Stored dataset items

★ ★ ★ ★

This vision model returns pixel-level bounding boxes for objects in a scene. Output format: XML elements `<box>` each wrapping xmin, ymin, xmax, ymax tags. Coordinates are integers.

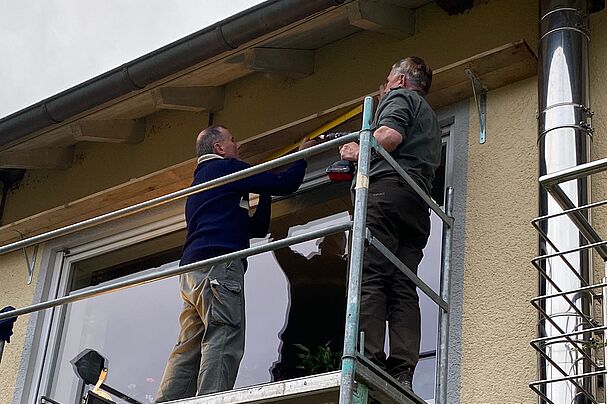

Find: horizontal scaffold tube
<box><xmin>0</xmin><ymin>132</ymin><xmax>359</xmax><ymax>256</ymax></box>
<box><xmin>0</xmin><ymin>222</ymin><xmax>352</xmax><ymax>322</ymax></box>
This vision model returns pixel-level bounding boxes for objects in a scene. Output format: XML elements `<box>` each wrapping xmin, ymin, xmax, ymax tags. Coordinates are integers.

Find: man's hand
<box><xmin>298</xmin><ymin>137</ymin><xmax>317</xmax><ymax>151</ymax></box>
<box><xmin>339</xmin><ymin>142</ymin><xmax>360</xmax><ymax>162</ymax></box>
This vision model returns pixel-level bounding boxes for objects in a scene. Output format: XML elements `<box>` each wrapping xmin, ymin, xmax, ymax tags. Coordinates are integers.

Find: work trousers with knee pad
<box><xmin>156</xmin><ymin>259</ymin><xmax>246</xmax><ymax>402</ymax></box>
<box><xmin>358</xmin><ymin>177</ymin><xmax>430</xmax><ymax>379</ymax></box>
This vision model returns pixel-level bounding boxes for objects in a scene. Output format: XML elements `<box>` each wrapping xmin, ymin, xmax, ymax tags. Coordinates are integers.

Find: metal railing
<box><xmin>530</xmin><ymin>157</ymin><xmax>607</xmax><ymax>404</ymax></box>
<box><xmin>0</xmin><ymin>96</ymin><xmax>455</xmax><ymax>404</ymax></box>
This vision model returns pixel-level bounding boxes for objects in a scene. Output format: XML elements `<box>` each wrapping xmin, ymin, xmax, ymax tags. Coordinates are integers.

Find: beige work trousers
<box><xmin>156</xmin><ymin>259</ymin><xmax>246</xmax><ymax>402</ymax></box>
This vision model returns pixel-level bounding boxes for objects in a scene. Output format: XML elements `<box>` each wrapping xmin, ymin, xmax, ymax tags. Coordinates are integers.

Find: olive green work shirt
<box><xmin>369</xmin><ymin>88</ymin><xmax>442</xmax><ymax>195</ymax></box>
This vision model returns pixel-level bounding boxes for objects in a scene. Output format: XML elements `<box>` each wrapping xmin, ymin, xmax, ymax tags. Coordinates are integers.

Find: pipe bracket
<box><xmin>580</xmin><ymin>104</ymin><xmax>594</xmax><ymax>117</ymax></box>
<box><xmin>464</xmin><ymin>68</ymin><xmax>488</xmax><ymax>144</ymax></box>
<box><xmin>580</xmin><ymin>121</ymin><xmax>595</xmax><ymax>134</ymax></box>
<box><xmin>13</xmin><ymin>230</ymin><xmax>39</xmax><ymax>285</ymax></box>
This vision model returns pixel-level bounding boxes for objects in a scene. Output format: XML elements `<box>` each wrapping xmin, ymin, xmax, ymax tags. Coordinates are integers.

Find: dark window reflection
<box><xmin>270</xmin><ymin>217</ymin><xmax>349</xmax><ymax>380</ymax></box>
<box><xmin>431</xmin><ymin>143</ymin><xmax>448</xmax><ymax>206</ymax></box>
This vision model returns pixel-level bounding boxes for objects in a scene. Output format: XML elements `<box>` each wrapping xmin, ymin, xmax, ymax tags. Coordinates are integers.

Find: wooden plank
<box><xmin>242</xmin><ymin>48</ymin><xmax>315</xmax><ymax>78</ymax></box>
<box><xmin>0</xmin><ymin>160</ymin><xmax>194</xmax><ymax>245</ymax></box>
<box><xmin>0</xmin><ymin>40</ymin><xmax>537</xmax><ymax>245</ymax></box>
<box><xmin>8</xmin><ymin>127</ymin><xmax>77</xmax><ymax>152</ymax></box>
<box><xmin>73</xmin><ymin>119</ymin><xmax>145</xmax><ymax>143</ymax></box>
<box><xmin>427</xmin><ymin>40</ymin><xmax>537</xmax><ymax>109</ymax></box>
<box><xmin>240</xmin><ymin>96</ymin><xmax>365</xmax><ymax>163</ymax></box>
<box><xmin>152</xmin><ymin>86</ymin><xmax>225</xmax><ymax>112</ymax></box>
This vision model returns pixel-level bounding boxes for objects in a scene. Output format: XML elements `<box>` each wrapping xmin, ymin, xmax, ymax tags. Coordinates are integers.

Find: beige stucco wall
<box><xmin>1</xmin><ymin>0</ymin><xmax>578</xmax><ymax>403</ymax></box>
<box><xmin>0</xmin><ymin>250</ymin><xmax>41</xmax><ymax>402</ymax></box>
<box><xmin>461</xmin><ymin>77</ymin><xmax>538</xmax><ymax>403</ymax></box>
<box><xmin>458</xmin><ymin>6</ymin><xmax>607</xmax><ymax>404</ymax></box>
<box><xmin>590</xmin><ymin>9</ymin><xmax>607</xmax><ymax>284</ymax></box>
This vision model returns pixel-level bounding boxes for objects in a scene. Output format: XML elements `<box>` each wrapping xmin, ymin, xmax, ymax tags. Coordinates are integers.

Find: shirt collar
<box><xmin>197</xmin><ymin>154</ymin><xmax>223</xmax><ymax>164</ymax></box>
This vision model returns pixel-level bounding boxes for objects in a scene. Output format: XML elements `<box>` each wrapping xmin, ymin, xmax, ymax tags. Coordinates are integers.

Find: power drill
<box><xmin>317</xmin><ymin>132</ymin><xmax>357</xmax><ymax>182</ymax></box>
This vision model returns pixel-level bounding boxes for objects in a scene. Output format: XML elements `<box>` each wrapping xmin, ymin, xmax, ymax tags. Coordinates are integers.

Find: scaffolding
<box><xmin>0</xmin><ymin>96</ymin><xmax>454</xmax><ymax>404</ymax></box>
<box><xmin>530</xmin><ymin>158</ymin><xmax>607</xmax><ymax>403</ymax></box>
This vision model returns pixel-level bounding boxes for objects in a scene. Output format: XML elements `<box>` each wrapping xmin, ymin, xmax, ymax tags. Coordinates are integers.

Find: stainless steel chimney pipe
<box><xmin>538</xmin><ymin>1</ymin><xmax>593</xmax><ymax>402</ymax></box>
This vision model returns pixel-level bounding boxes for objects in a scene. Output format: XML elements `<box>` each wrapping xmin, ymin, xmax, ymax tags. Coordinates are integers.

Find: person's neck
<box><xmin>404</xmin><ymin>84</ymin><xmax>425</xmax><ymax>94</ymax></box>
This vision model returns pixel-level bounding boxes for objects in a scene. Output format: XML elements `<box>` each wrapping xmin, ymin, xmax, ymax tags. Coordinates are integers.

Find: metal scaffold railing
<box><xmin>530</xmin><ymin>157</ymin><xmax>607</xmax><ymax>404</ymax></box>
<box><xmin>0</xmin><ymin>96</ymin><xmax>455</xmax><ymax>404</ymax></box>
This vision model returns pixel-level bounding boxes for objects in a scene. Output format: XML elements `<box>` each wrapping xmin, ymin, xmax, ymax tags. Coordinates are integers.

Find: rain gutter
<box><xmin>0</xmin><ymin>0</ymin><xmax>345</xmax><ymax>149</ymax></box>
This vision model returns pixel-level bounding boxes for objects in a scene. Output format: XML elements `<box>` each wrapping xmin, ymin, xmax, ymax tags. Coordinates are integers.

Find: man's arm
<box><xmin>374</xmin><ymin>126</ymin><xmax>404</xmax><ymax>152</ymax></box>
<box><xmin>232</xmin><ymin>138</ymin><xmax>317</xmax><ymax>196</ymax></box>
<box><xmin>340</xmin><ymin>90</ymin><xmax>414</xmax><ymax>161</ymax></box>
<box><xmin>231</xmin><ymin>159</ymin><xmax>308</xmax><ymax>196</ymax></box>
<box><xmin>339</xmin><ymin>126</ymin><xmax>404</xmax><ymax>161</ymax></box>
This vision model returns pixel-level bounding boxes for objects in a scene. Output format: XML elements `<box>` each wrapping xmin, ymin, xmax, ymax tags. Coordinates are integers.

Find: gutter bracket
<box><xmin>14</xmin><ymin>230</ymin><xmax>38</xmax><ymax>285</ymax></box>
<box><xmin>465</xmin><ymin>68</ymin><xmax>488</xmax><ymax>144</ymax></box>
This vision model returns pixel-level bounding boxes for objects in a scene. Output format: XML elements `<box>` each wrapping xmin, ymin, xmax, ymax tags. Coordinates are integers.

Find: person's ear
<box><xmin>213</xmin><ymin>142</ymin><xmax>224</xmax><ymax>156</ymax></box>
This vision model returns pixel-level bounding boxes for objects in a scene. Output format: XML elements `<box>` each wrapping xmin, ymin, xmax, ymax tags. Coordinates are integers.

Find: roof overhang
<box><xmin>0</xmin><ymin>0</ymin><xmax>434</xmax><ymax>161</ymax></box>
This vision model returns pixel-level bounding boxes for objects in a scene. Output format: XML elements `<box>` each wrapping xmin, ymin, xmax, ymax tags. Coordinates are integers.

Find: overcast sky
<box><xmin>0</xmin><ymin>0</ymin><xmax>265</xmax><ymax>119</ymax></box>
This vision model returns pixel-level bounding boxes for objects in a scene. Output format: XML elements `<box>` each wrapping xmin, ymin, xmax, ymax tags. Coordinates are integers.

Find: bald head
<box><xmin>196</xmin><ymin>125</ymin><xmax>226</xmax><ymax>157</ymax></box>
<box><xmin>196</xmin><ymin>125</ymin><xmax>240</xmax><ymax>159</ymax></box>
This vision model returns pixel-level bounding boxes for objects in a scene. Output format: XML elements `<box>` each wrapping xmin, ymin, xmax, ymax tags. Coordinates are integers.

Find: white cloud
<box><xmin>0</xmin><ymin>0</ymin><xmax>265</xmax><ymax>118</ymax></box>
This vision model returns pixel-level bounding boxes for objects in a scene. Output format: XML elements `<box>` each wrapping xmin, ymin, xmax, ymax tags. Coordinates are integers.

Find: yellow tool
<box><xmin>264</xmin><ymin>104</ymin><xmax>363</xmax><ymax>162</ymax></box>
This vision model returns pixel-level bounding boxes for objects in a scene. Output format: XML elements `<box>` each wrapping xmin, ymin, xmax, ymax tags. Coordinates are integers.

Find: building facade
<box><xmin>0</xmin><ymin>0</ymin><xmax>606</xmax><ymax>403</ymax></box>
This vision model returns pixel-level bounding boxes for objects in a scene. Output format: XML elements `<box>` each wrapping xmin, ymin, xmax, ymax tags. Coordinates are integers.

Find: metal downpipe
<box><xmin>538</xmin><ymin>1</ymin><xmax>593</xmax><ymax>402</ymax></box>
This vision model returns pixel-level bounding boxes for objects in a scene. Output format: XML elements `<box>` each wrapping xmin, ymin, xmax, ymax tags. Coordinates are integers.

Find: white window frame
<box><xmin>23</xmin><ymin>205</ymin><xmax>186</xmax><ymax>404</ymax></box>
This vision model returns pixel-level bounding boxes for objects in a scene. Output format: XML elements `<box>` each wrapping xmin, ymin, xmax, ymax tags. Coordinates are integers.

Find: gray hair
<box><xmin>392</xmin><ymin>56</ymin><xmax>433</xmax><ymax>95</ymax></box>
<box><xmin>196</xmin><ymin>125</ymin><xmax>226</xmax><ymax>156</ymax></box>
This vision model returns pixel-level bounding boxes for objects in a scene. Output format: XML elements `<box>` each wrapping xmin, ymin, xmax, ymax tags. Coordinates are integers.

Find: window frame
<box><xmin>24</xmin><ymin>209</ymin><xmax>186</xmax><ymax>404</ymax></box>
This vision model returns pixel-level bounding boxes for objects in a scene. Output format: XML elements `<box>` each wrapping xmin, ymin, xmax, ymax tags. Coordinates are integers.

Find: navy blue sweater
<box><xmin>181</xmin><ymin>156</ymin><xmax>307</xmax><ymax>265</ymax></box>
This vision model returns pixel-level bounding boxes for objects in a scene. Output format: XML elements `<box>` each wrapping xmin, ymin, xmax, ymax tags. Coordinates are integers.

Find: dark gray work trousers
<box><xmin>156</xmin><ymin>259</ymin><xmax>246</xmax><ymax>402</ymax></box>
<box><xmin>359</xmin><ymin>177</ymin><xmax>431</xmax><ymax>379</ymax></box>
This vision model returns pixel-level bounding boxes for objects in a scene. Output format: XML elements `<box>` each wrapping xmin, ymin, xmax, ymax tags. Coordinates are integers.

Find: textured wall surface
<box><xmin>0</xmin><ymin>251</ymin><xmax>40</xmax><ymax>403</ymax></box>
<box><xmin>590</xmin><ymin>7</ymin><xmax>607</xmax><ymax>284</ymax></box>
<box><xmin>461</xmin><ymin>77</ymin><xmax>538</xmax><ymax>403</ymax></box>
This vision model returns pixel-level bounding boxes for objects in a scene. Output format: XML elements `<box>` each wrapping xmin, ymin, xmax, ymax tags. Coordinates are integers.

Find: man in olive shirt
<box><xmin>339</xmin><ymin>57</ymin><xmax>441</xmax><ymax>389</ymax></box>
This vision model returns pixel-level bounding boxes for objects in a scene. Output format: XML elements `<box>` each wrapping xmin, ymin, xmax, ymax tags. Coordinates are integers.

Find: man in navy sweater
<box><xmin>157</xmin><ymin>125</ymin><xmax>315</xmax><ymax>402</ymax></box>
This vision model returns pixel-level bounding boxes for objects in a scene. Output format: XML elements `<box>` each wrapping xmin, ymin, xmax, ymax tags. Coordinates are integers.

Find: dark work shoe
<box><xmin>396</xmin><ymin>371</ymin><xmax>413</xmax><ymax>391</ymax></box>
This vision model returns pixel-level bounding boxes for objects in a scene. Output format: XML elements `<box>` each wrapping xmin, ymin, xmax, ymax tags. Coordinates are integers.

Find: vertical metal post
<box><xmin>0</xmin><ymin>340</ymin><xmax>4</xmax><ymax>365</ymax></box>
<box><xmin>435</xmin><ymin>187</ymin><xmax>454</xmax><ymax>404</ymax></box>
<box><xmin>537</xmin><ymin>2</ymin><xmax>593</xmax><ymax>401</ymax></box>
<box><xmin>339</xmin><ymin>96</ymin><xmax>374</xmax><ymax>404</ymax></box>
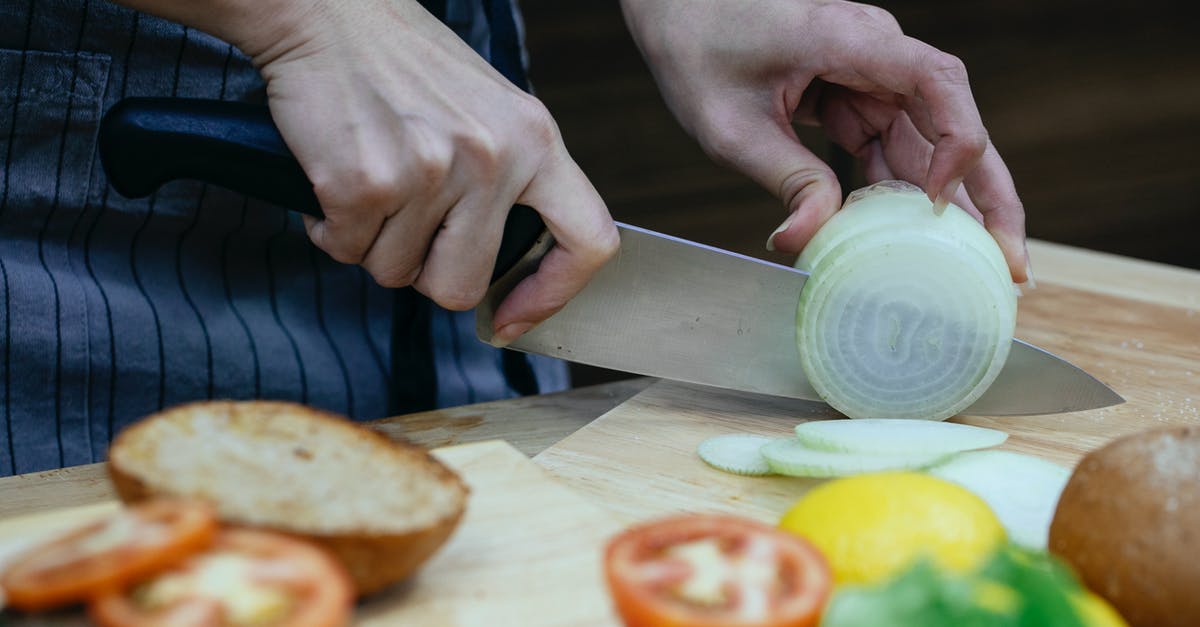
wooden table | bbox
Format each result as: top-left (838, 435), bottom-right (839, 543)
top-left (3, 239), bottom-right (1199, 520)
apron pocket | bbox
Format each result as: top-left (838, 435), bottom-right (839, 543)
top-left (1, 48), bottom-right (111, 473)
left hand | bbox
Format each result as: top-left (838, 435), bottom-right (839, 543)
top-left (619, 0), bottom-right (1029, 283)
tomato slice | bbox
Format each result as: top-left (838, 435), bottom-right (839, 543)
top-left (604, 514), bottom-right (831, 627)
top-left (1, 499), bottom-right (218, 612)
top-left (89, 527), bottom-right (353, 627)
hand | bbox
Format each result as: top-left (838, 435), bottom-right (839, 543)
top-left (224, 0), bottom-right (618, 344)
top-left (620, 0), bottom-right (1029, 282)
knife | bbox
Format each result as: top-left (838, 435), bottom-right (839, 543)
top-left (98, 98), bottom-right (1123, 416)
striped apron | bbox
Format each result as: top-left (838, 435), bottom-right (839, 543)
top-left (0, 0), bottom-right (566, 476)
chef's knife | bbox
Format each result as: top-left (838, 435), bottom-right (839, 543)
top-left (99, 98), bottom-right (1124, 416)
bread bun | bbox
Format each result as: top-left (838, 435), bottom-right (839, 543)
top-left (108, 401), bottom-right (468, 596)
top-left (1049, 426), bottom-right (1200, 627)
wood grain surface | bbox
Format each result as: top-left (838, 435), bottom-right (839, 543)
top-left (0, 441), bottom-right (623, 626)
top-left (0, 378), bottom-right (653, 520)
top-left (534, 250), bottom-right (1200, 524)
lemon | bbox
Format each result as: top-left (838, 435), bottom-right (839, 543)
top-left (779, 471), bottom-right (1004, 585)
top-left (1074, 591), bottom-right (1129, 627)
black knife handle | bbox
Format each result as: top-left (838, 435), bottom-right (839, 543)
top-left (98, 97), bottom-right (546, 283)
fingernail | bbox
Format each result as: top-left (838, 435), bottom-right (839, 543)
top-left (492, 322), bottom-right (534, 348)
top-left (765, 215), bottom-right (794, 252)
top-left (1022, 254), bottom-right (1037, 290)
top-left (931, 177), bottom-right (963, 216)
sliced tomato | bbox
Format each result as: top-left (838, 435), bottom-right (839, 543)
top-left (604, 514), bottom-right (832, 627)
top-left (1, 499), bottom-right (218, 612)
top-left (89, 527), bottom-right (353, 627)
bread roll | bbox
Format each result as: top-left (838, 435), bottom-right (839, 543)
top-left (1049, 426), bottom-right (1200, 627)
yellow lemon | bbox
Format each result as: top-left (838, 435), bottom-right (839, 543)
top-left (779, 471), bottom-right (1004, 585)
top-left (1074, 591), bottom-right (1129, 627)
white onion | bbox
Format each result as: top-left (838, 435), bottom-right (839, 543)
top-left (794, 181), bottom-right (1016, 421)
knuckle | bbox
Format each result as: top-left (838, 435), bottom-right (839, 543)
top-left (308, 170), bottom-right (348, 208)
top-left (429, 282), bottom-right (487, 311)
top-left (455, 124), bottom-right (503, 181)
top-left (579, 222), bottom-right (621, 270)
top-left (592, 224), bottom-right (621, 262)
top-left (305, 218), bottom-right (368, 265)
top-left (814, 2), bottom-right (899, 34)
top-left (947, 128), bottom-right (989, 162)
top-left (327, 245), bottom-right (368, 266)
top-left (318, 162), bottom-right (402, 210)
top-left (851, 3), bottom-right (901, 30)
top-left (514, 94), bottom-right (560, 147)
top-left (965, 129), bottom-right (990, 154)
top-left (409, 137), bottom-right (454, 194)
top-left (927, 52), bottom-right (970, 86)
top-left (779, 168), bottom-right (836, 212)
top-left (365, 258), bottom-right (422, 289)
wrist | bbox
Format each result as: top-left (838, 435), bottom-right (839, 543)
top-left (113, 0), bottom-right (330, 66)
top-left (211, 0), bottom-right (328, 66)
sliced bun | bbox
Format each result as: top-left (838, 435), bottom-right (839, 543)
top-left (107, 401), bottom-right (468, 596)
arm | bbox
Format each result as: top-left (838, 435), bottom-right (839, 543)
top-left (619, 0), bottom-right (1029, 283)
top-left (111, 0), bottom-right (619, 344)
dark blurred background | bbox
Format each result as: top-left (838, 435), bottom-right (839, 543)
top-left (518, 0), bottom-right (1200, 386)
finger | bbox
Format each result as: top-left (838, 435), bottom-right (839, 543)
top-left (818, 90), bottom-right (980, 216)
top-left (700, 102), bottom-right (842, 254)
top-left (833, 32), bottom-right (988, 205)
top-left (862, 140), bottom-right (895, 182)
top-left (962, 142), bottom-right (1029, 282)
top-left (875, 110), bottom-right (1025, 281)
top-left (874, 110), bottom-right (981, 217)
top-left (490, 150), bottom-right (618, 345)
top-left (305, 119), bottom-right (453, 264)
top-left (413, 190), bottom-right (510, 311)
top-left (358, 192), bottom-right (452, 288)
top-left (303, 192), bottom-right (389, 265)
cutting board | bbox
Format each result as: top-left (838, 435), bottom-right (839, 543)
top-left (0, 441), bottom-right (622, 626)
top-left (534, 261), bottom-right (1200, 524)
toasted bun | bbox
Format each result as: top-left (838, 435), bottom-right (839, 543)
top-left (107, 401), bottom-right (468, 596)
top-left (1049, 426), bottom-right (1200, 627)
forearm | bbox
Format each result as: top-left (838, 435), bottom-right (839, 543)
top-left (107, 0), bottom-right (324, 63)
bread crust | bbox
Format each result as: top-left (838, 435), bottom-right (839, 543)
top-left (107, 401), bottom-right (469, 596)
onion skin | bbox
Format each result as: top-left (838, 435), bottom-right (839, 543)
top-left (794, 181), bottom-right (1016, 421)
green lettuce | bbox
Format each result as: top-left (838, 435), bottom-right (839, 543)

★ ★ ★ ★

§ Exercise description: Working from the records above, write out verbatim only the lines from the line containing "chef's knife | bbox" through the line containing "bread bun | bbox".

§ Answer to this exercise:
chef's knife | bbox
Format each result as: top-left (838, 435), bottom-right (839, 543)
top-left (99, 98), bottom-right (1124, 416)
bread bun | bbox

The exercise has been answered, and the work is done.